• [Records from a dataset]
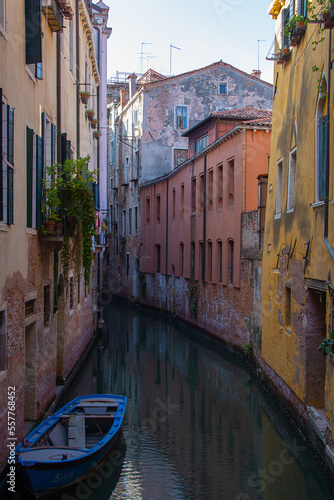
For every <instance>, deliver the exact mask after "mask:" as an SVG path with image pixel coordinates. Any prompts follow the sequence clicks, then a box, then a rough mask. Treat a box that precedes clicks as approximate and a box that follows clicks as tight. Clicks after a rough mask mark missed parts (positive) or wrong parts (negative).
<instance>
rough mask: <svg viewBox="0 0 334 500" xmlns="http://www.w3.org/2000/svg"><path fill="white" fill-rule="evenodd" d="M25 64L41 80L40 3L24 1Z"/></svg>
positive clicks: (34, 74) (39, 0)
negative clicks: (24, 17)
mask: <svg viewBox="0 0 334 500" xmlns="http://www.w3.org/2000/svg"><path fill="white" fill-rule="evenodd" d="M25 42H26V64H27V65H28V66H29V69H30V70H31V71H32V73H33V75H34V76H36V77H37V78H39V79H41V78H42V2H41V0H25Z"/></svg>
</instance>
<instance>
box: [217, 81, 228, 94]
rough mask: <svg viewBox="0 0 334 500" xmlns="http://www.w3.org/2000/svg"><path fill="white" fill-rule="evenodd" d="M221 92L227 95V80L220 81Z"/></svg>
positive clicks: (219, 91) (220, 90) (219, 88)
mask: <svg viewBox="0 0 334 500" xmlns="http://www.w3.org/2000/svg"><path fill="white" fill-rule="evenodd" d="M219 94H224V95H227V82H219Z"/></svg>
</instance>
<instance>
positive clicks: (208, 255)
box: [208, 241, 212, 281]
mask: <svg viewBox="0 0 334 500" xmlns="http://www.w3.org/2000/svg"><path fill="white" fill-rule="evenodd" d="M208 271H209V272H208V279H209V281H212V242H211V241H208Z"/></svg>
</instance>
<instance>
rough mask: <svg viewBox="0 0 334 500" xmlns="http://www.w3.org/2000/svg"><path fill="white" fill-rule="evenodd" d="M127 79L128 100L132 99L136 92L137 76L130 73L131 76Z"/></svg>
mask: <svg viewBox="0 0 334 500" xmlns="http://www.w3.org/2000/svg"><path fill="white" fill-rule="evenodd" d="M127 79H128V80H129V99H132V98H133V96H134V95H135V93H136V91H137V89H136V82H137V75H136V74H135V73H132V75H129V76H128V78H127Z"/></svg>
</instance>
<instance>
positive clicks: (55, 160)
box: [51, 123, 56, 165]
mask: <svg viewBox="0 0 334 500" xmlns="http://www.w3.org/2000/svg"><path fill="white" fill-rule="evenodd" d="M55 161H56V127H55V125H54V124H53V123H51V165H53V164H54V162H55Z"/></svg>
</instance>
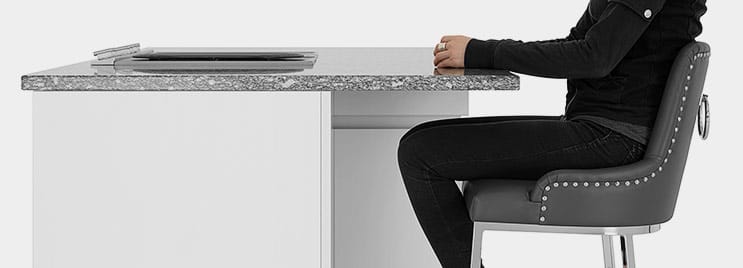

• [PROBLEM STATEMENT] Each line from the start of the entries above through the line with "positive clicks: (34, 74) (39, 0)" should be duplicated exactly, leaving out the pictures.

• [RESPONSE TO THIS EXERCISE]
For every <instance>, deliver the exact mask after "mask:" as an SVG path with image pixel coordinates. Any prompts follow the sequence clicks, then a box, then a rough mask. Treat a box that precedes clicks as approximate and a box that follows clicks as tight. Clicks after a rough mask mark missed parts (positive) or wrong parts (negative).
<instance>
rough mask: <svg viewBox="0 0 334 500" xmlns="http://www.w3.org/2000/svg"><path fill="white" fill-rule="evenodd" d="M25 64L41 80L40 3L24 1Z"/></svg>
positive clicks: (34, 74) (39, 0)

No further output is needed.